▶ _Objective_: Collect every line of the data below that contains the string "self".

▶ _Data entries_:
▬▬▬▬▬▬

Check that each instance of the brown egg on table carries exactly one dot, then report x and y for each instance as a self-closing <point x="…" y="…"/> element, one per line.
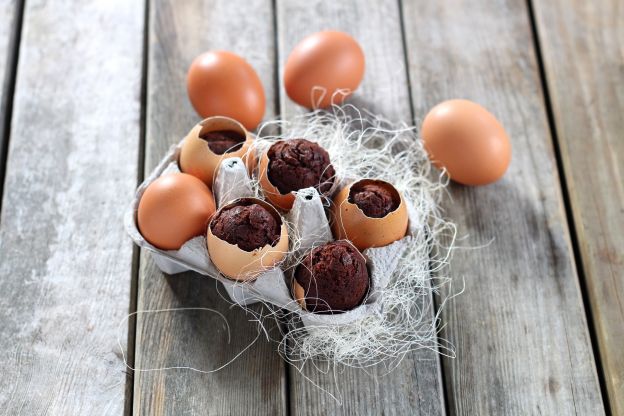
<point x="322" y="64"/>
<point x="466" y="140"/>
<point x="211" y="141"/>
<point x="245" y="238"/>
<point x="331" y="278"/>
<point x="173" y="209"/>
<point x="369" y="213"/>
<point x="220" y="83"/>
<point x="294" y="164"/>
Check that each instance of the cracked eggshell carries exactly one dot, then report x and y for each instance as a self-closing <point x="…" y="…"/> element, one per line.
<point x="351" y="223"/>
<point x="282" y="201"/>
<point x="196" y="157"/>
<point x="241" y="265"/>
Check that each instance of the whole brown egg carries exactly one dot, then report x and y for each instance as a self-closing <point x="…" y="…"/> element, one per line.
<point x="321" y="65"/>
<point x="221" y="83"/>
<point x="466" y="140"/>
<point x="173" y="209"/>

▬▬▬▬▬▬

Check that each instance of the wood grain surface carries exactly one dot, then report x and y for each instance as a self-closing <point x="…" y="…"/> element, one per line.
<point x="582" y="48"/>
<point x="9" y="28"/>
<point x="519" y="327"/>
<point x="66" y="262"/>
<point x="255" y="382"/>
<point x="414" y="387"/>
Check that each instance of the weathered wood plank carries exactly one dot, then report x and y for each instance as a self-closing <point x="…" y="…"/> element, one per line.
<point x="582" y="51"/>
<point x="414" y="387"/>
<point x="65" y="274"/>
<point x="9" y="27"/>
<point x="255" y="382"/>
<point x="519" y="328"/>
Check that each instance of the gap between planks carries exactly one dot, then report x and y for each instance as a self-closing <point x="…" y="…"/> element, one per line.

▬▬▬▬▬▬

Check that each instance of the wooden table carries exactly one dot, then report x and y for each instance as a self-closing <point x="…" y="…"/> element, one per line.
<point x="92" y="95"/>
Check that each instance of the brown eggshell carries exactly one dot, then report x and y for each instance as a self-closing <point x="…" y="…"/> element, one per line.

▬▬▬▬▬▬

▶ _Written answer_:
Check that each instance of the brown egg on table carries exactly one dot, then report x and y for each instance as a self-closing <point x="…" y="…"/> element, one per line.
Check that each instance of the cracked eggshell carries exactly one dot, then report x and y for each instance as a self-closing <point x="…" y="…"/> element, one per line.
Check that each instance of the whole brown egg carries exactly one dot, then report x and y for each instance as a self-closing <point x="…" y="…"/> element, one per line.
Check that each instance of the wood grain surface carries exactly one dot, then report x and y for each instance as a self-closing <point x="…" y="…"/> element, one per line.
Check that each instance of the weathered wood plank carries exactly one dot, then report x and y for each instance as a self-closing <point x="…" y="…"/> element, one per line.
Check that each instance of the gap between planks carries exactly one dot, then report x and y for each instance as a self-closing <point x="…" y="…"/> element, one per line.
Check that each instance of the wooden table carries exactly one dot, then report x and y for each instance as a self-closing <point x="…" y="…"/> element, one per line.
Check that each instance of the brown eggshell carries exactly one dot, then report x and y for each instance as a self-closing <point x="…" y="…"/> element, one per line.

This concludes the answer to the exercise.